> _DOCUMENT TEXT_
════

I'm trying to count the amount of rows that Neo4j will return but the count (or the query) is very slow.
Version 1 (70 sec):
MATCH (person:Person)-[:HAS_ORDER]->(order:Order)
WHERE order.timestamp >= 1632434400 AND size((order)<-[:HAS_ORDER]-(:OrderLine)-[:HAS_PRODUCT]->(:Product)) <= 20
WITH order
MATCH (order)<-[:HAS_ORDER]-(:OrderLine)-[:HAS_PRODUCT]->(product:Product)
RETURN COUNT(product);
Version 2 (68 sec.):
MATCH (person:Person)-[:HAS_ORDER]->(order:Order)
WITH size((order)<-[:HAS_ORDER]-(:OrderLine)-[:HAS_PRODUCT]->(:Product)) AS amount
WHERE order.timestamp >= 1632434400 AND amount <= 20
RETURN SUM(amount)
Using Neo4j 4.4 community with about 800000 orders and about 17000000 order lines.
Is there a more efficient way to count the rows?
These are the indexes:
CREATE INDEX idx_order_torder_id FOR (n:Order) ON (n.order_id);
CREATE INDEX idx_order_timestamp FOR (n:Order) ON (n.timestamp);
CREATE INDEX idx_person_person_id FOR (n:Person) ON (n.person_id);
CREATE INDEX idx_product_product_id FOR (n:Product) ON (n.product_id);
Is it possible to remove redundant data from the query (i.e. to remove Person in first match et.c.)?
Maybe avoiding using AND, but instead use several WITH, will increase speed?
Maybe using size() function on only the product node (or on a property of the product node) will increase speed?
Maybe MATCH-ing on timestamp in the beginning only, will increase speed, since maybe there are not so many nodes matching this criteria (i.e. that have a higher timestamp). You already have an index on timestamp.
MATCH (order:Order)
WHERE order.timestamp >= 1632434400
WITH order
MATCH (order)<-[:HAS_ORDER]-(:OrderLine)-[:HAS_PRODUCT]->(product:Product)

════

> _DATASET_
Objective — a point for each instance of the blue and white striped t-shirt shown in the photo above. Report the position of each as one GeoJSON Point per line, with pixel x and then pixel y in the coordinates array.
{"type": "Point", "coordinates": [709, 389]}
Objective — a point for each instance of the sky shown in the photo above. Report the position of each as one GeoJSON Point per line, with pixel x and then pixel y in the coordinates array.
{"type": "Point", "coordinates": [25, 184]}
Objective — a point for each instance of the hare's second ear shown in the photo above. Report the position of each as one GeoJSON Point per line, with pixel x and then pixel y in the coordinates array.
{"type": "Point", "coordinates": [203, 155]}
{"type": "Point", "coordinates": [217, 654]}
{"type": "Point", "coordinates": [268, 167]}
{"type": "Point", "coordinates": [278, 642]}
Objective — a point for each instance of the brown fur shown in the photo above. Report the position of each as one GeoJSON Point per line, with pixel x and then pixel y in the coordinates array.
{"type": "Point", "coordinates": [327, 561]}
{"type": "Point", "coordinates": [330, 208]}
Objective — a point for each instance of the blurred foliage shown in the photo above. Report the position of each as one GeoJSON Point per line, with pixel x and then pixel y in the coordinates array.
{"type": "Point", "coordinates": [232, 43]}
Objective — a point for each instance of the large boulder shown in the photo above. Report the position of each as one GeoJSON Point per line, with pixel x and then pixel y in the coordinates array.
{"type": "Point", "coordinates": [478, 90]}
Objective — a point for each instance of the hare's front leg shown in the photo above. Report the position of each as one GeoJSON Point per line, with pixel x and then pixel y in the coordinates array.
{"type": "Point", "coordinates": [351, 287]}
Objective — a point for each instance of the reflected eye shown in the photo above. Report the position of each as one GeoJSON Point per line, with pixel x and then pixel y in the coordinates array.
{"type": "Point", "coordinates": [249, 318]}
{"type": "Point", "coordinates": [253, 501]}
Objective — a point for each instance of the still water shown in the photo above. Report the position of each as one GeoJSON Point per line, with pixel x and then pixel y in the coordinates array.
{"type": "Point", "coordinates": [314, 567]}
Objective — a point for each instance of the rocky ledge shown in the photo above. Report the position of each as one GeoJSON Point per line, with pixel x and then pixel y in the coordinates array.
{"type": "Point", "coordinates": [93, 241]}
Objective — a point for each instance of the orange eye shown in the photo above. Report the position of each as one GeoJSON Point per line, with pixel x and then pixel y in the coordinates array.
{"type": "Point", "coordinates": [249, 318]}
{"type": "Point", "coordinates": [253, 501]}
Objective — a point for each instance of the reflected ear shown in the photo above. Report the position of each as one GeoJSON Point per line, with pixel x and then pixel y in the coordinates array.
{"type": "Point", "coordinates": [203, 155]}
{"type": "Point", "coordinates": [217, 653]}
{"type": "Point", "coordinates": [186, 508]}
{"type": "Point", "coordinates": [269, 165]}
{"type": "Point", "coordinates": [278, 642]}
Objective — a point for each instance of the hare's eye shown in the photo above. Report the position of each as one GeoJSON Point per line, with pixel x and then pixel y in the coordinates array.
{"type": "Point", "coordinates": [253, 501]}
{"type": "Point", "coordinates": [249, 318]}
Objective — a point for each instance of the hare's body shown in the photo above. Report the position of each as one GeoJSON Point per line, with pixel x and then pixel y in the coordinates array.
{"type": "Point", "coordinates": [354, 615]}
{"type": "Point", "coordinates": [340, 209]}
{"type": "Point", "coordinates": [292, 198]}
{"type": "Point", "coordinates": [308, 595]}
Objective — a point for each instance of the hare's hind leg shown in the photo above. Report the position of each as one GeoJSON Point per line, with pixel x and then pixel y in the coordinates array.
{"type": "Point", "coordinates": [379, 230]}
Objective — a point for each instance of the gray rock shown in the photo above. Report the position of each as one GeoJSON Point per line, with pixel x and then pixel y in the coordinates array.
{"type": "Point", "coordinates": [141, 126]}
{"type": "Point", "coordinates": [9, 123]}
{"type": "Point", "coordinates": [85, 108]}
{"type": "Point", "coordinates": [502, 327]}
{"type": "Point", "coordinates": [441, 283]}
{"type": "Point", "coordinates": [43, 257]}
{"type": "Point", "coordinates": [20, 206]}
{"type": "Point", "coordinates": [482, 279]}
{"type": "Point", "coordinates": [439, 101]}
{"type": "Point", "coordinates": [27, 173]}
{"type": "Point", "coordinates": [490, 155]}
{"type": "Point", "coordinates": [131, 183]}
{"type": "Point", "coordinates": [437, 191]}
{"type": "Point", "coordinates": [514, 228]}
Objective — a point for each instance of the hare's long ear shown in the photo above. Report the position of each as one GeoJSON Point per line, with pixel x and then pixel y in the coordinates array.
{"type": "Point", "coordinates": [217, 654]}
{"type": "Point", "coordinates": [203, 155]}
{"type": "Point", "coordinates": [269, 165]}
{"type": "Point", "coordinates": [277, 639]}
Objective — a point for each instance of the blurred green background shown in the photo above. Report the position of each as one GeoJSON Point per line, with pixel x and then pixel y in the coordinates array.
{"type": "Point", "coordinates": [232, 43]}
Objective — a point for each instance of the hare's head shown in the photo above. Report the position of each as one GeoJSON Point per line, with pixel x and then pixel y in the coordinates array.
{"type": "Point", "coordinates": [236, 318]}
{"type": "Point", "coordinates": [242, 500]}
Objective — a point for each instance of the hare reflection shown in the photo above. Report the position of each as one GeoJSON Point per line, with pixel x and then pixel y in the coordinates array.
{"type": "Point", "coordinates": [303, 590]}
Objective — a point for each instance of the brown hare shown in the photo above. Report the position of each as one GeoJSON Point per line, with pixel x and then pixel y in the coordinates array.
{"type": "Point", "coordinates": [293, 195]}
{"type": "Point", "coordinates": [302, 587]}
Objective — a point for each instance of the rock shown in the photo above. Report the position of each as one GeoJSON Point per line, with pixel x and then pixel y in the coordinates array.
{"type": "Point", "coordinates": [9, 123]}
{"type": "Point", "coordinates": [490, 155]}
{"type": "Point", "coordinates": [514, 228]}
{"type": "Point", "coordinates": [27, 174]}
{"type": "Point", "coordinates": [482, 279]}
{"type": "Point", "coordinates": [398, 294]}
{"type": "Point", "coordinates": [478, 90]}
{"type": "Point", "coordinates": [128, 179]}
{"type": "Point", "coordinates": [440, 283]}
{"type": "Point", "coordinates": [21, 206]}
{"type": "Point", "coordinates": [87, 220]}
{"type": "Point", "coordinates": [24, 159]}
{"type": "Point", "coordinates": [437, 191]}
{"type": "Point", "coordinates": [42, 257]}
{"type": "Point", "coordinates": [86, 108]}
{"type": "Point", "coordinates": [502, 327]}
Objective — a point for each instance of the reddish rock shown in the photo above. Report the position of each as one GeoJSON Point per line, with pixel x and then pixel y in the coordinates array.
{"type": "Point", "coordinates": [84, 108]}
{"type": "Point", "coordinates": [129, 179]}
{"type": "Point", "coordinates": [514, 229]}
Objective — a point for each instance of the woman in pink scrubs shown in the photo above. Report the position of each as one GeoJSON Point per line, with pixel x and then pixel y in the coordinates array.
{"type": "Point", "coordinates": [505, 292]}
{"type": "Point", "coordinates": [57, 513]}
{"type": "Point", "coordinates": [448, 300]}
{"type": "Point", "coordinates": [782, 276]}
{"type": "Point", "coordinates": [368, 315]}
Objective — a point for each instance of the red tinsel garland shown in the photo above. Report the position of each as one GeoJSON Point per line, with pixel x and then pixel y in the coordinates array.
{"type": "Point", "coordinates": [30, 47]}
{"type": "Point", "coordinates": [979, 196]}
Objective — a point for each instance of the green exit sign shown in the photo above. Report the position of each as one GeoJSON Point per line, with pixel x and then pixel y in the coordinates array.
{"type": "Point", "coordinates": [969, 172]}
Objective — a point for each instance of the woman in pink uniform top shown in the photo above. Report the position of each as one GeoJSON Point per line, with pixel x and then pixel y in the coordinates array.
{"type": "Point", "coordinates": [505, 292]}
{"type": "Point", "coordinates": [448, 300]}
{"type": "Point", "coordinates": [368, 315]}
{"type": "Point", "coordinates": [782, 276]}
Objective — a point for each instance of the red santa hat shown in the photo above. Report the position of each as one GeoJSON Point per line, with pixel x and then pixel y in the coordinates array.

════

> _INSTRUCTION A_
Pull out every line of the records that contains the word "brown".
> _INSTRUCTION B_
Write what comes next in the thread about the slow Neo4j row count, starting right after its last line.

> _WRITTEN ANSWER A_
Objective — a point for each instance of the brown fur shown in the photo above. Report the position of each as one GeoJSON Point per line, with pixel x and then pixel y in the coordinates array.
Objective — a point for each instance of the brown hare shown in the photo above. Report the position of each as one GeoJSON Point per line, with pixel x and then pixel y in the coordinates array.

> _WRITTEN ANSWER B_
WITH size(product) AS amount
WHERE amount <= 20
RETURN SUM(amount)
I guess it depends on your data. Maybe you can also refactor your data to increase speed, like this:
MATCH (order)-[:HAS_PRODUCT]->(product:Product)
It seems like your data is imported from a relational database with a many-to-many joining table, that maybe is not necessary in neo4j.
Thank you for your answer martin3. I tried your query but got an error because you can't use size on a node (product variable in this case). Instead of using size, I used count. And because every order line has one product, i can skip the counting of the relation order lines to products:
MATCH (order:Order)
WHERE order.timestamp >= 1632434400
WITH order
MATCH (order)<-[:HAS_ORDER]-(orderLine:OrderLine)
WITH COUNT(orderLine) as productCount
WHERE productCount <= 20
RETURN SUM(productCount);
This query took 0m17.342s
But i managed to snoop some seconds with the following query:
MATCH (order:Order)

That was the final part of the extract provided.